Work instructions:
What you return should be each line of the data containing the string "door".

Entries taken from a collection:
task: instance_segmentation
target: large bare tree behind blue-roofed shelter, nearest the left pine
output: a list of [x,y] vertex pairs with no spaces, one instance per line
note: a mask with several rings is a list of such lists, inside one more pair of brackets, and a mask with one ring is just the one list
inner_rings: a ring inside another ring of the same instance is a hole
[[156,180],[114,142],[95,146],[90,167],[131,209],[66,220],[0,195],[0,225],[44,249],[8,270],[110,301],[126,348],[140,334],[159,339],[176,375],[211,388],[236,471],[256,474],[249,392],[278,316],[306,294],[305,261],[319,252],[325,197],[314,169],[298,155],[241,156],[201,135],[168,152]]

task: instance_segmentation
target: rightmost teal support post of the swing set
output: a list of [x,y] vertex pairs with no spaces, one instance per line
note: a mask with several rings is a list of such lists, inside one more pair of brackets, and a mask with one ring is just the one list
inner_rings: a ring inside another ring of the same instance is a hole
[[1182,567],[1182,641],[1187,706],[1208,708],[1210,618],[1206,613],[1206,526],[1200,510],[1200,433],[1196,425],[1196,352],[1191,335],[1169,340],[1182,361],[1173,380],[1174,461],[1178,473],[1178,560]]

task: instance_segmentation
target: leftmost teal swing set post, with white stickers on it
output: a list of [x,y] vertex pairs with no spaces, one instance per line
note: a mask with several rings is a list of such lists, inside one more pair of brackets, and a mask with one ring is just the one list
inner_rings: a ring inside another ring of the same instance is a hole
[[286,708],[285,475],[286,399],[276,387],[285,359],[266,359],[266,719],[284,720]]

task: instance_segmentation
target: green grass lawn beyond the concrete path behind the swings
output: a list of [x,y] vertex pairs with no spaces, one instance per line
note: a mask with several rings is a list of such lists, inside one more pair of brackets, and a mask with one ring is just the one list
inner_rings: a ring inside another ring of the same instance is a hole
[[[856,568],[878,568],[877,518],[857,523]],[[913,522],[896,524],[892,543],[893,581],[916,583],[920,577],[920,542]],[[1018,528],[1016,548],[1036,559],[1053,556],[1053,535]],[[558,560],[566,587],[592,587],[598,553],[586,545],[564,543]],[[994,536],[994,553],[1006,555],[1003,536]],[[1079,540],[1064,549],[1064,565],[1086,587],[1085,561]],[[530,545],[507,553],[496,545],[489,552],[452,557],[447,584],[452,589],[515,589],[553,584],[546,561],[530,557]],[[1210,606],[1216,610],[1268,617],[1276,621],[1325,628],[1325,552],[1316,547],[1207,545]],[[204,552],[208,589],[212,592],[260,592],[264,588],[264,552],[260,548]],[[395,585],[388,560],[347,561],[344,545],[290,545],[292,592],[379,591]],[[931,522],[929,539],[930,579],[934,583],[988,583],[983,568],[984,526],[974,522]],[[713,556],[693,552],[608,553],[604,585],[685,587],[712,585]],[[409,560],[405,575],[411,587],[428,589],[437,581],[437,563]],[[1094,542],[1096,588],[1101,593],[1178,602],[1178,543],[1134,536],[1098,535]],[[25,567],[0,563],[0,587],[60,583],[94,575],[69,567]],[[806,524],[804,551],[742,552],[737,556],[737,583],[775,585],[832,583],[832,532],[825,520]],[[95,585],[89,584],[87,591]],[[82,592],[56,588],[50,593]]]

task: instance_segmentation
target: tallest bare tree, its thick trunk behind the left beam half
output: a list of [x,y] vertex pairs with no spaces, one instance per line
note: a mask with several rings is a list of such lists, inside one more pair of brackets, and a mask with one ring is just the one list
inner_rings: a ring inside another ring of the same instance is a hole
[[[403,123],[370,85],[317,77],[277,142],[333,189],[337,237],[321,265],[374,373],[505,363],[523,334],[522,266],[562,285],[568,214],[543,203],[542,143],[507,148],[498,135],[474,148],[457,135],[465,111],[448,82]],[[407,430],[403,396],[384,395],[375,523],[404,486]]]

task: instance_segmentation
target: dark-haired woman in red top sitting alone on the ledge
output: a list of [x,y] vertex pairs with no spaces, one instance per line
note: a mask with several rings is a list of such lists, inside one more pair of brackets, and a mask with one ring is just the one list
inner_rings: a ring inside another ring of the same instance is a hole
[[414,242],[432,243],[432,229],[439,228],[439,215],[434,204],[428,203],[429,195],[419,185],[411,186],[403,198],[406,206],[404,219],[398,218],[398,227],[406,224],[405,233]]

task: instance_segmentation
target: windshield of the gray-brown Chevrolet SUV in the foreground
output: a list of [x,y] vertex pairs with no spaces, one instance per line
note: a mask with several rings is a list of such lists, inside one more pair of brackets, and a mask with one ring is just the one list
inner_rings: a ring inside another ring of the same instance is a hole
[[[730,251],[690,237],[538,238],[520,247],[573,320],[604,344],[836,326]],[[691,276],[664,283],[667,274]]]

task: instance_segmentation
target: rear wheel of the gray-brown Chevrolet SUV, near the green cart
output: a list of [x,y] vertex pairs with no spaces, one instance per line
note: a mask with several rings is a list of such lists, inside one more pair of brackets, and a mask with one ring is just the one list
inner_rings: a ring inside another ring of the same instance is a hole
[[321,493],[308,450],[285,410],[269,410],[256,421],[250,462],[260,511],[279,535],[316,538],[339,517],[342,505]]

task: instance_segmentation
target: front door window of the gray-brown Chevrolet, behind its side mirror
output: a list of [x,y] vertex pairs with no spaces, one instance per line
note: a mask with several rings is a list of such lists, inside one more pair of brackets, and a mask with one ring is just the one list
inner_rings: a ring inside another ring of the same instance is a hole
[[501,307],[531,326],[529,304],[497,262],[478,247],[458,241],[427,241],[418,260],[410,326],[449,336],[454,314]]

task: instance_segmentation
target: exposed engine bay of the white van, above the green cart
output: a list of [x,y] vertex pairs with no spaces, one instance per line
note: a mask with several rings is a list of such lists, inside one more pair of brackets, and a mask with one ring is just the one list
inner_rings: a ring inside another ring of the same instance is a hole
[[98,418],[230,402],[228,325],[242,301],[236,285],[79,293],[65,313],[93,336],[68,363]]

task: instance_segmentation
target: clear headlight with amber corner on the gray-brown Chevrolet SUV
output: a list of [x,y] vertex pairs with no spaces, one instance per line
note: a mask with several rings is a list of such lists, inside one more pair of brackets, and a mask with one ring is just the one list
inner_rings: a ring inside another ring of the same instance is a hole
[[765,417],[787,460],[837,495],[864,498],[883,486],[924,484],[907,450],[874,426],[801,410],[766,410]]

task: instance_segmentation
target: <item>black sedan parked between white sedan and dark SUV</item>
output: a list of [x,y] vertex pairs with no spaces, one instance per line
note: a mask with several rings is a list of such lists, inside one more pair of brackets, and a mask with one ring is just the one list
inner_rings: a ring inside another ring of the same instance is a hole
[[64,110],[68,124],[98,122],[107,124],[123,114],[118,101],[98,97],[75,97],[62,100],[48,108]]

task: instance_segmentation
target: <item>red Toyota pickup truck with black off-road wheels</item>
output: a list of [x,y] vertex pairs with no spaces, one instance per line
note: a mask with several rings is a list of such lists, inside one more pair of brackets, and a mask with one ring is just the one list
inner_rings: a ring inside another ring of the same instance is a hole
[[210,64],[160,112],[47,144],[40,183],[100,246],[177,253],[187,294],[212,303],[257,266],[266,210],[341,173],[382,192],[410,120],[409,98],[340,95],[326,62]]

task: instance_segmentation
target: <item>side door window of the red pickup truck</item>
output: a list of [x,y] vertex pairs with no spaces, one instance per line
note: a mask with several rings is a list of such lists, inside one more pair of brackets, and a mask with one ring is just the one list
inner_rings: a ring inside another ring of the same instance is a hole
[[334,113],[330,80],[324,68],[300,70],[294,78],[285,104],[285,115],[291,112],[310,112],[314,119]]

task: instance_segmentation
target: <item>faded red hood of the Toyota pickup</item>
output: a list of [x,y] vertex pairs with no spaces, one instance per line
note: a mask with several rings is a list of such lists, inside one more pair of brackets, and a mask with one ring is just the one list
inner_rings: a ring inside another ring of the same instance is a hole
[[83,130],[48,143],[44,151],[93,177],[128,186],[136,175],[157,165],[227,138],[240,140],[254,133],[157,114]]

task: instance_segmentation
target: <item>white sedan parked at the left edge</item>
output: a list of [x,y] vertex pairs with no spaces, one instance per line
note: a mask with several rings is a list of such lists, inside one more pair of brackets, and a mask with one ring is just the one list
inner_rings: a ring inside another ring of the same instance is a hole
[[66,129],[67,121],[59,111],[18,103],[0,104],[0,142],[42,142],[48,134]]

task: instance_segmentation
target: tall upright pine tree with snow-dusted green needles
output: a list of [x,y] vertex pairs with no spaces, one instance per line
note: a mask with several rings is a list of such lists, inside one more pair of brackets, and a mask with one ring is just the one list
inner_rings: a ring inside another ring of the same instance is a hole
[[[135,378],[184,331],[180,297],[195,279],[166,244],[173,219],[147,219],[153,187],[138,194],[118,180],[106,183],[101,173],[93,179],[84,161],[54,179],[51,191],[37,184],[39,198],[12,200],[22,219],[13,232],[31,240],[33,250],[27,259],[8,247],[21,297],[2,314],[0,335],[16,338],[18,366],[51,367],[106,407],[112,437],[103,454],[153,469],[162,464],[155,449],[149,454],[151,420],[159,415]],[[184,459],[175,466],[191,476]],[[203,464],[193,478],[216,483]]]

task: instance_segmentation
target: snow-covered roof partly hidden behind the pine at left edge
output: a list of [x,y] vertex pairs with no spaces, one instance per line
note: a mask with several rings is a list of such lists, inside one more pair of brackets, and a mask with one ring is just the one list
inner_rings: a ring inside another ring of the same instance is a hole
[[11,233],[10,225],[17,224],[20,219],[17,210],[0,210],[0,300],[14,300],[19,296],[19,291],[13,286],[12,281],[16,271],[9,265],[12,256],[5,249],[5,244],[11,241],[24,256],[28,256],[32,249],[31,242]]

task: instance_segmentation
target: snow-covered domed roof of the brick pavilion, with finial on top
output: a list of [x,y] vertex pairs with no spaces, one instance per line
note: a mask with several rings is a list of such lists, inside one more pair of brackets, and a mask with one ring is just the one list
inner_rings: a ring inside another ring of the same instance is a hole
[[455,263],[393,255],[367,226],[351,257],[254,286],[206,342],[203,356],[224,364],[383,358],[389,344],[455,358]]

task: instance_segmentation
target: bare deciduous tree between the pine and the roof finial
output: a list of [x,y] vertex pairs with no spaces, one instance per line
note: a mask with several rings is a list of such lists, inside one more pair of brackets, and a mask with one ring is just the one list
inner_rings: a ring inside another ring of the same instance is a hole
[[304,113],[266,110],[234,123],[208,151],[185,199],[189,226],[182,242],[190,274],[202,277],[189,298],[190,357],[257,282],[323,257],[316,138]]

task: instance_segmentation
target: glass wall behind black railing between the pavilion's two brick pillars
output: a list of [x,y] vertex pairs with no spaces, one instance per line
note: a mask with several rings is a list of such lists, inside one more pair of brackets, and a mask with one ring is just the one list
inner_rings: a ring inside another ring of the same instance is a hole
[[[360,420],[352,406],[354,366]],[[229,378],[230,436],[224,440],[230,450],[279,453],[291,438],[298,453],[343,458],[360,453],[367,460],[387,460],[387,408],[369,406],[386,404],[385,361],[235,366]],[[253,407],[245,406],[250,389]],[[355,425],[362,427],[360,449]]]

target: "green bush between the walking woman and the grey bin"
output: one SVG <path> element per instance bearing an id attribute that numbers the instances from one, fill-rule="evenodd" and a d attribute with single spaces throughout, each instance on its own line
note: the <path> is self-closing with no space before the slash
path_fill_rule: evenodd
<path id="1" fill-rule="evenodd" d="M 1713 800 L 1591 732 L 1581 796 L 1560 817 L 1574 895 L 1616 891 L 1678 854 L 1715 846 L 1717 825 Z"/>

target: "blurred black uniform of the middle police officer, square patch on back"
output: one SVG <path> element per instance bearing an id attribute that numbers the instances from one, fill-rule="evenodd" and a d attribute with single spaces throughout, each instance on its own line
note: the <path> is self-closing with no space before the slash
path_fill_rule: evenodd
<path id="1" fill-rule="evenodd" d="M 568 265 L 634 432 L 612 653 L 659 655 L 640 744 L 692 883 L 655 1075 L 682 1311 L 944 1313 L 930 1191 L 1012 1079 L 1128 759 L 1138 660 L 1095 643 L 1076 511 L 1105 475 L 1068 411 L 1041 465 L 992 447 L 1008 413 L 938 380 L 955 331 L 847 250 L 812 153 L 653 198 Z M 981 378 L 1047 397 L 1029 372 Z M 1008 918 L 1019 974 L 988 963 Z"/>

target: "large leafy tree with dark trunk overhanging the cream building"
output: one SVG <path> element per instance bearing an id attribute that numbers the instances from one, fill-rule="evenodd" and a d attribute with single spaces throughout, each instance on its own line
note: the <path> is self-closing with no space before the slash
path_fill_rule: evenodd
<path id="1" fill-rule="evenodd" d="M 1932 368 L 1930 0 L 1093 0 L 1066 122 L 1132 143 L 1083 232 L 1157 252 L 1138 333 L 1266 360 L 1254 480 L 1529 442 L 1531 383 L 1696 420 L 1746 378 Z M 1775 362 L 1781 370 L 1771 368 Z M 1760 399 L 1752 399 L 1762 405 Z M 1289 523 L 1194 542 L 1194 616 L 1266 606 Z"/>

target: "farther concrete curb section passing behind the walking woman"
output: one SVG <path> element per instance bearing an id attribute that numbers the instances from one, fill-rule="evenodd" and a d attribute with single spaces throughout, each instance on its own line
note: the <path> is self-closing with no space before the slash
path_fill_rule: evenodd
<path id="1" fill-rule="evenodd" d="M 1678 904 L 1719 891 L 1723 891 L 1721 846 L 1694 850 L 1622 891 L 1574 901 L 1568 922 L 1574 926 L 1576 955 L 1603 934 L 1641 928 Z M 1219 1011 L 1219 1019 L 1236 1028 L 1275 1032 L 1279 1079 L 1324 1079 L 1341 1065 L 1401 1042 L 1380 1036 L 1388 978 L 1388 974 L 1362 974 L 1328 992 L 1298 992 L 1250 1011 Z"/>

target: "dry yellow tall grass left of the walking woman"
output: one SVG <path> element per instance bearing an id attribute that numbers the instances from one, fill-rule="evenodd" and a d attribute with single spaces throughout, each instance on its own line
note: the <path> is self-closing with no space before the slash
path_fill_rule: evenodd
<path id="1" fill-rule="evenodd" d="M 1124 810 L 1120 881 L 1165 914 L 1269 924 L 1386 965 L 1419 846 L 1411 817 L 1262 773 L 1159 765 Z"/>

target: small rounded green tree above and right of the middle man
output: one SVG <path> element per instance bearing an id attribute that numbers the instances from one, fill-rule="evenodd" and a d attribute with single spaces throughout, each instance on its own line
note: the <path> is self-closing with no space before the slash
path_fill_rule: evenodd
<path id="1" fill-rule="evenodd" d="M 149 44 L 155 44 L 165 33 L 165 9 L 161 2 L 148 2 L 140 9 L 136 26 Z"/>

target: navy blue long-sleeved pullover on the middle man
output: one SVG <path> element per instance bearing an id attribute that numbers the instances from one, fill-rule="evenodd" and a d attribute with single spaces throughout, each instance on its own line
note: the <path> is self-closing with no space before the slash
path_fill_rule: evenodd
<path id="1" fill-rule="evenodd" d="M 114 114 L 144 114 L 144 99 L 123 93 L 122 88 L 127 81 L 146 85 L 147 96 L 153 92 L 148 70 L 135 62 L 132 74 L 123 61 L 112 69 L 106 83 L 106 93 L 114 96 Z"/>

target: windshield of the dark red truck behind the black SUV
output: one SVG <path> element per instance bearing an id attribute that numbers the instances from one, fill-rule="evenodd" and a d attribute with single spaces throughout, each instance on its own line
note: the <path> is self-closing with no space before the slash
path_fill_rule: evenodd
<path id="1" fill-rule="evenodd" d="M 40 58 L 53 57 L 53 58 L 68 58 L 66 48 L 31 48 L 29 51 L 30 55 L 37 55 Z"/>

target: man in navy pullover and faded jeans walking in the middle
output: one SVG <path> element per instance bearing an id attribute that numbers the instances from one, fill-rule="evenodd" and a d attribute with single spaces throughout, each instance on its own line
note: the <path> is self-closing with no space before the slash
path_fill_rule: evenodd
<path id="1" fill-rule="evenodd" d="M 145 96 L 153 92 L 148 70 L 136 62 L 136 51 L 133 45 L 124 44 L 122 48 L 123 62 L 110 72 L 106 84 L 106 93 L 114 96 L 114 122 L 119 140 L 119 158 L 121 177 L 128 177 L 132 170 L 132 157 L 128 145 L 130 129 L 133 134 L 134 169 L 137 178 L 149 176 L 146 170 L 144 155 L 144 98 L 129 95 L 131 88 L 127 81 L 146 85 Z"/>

Finished exercise:
target: front door window of the gray-brown Chevrolet, behind its side mirror
target: <item>side door window of the red pickup truck</item>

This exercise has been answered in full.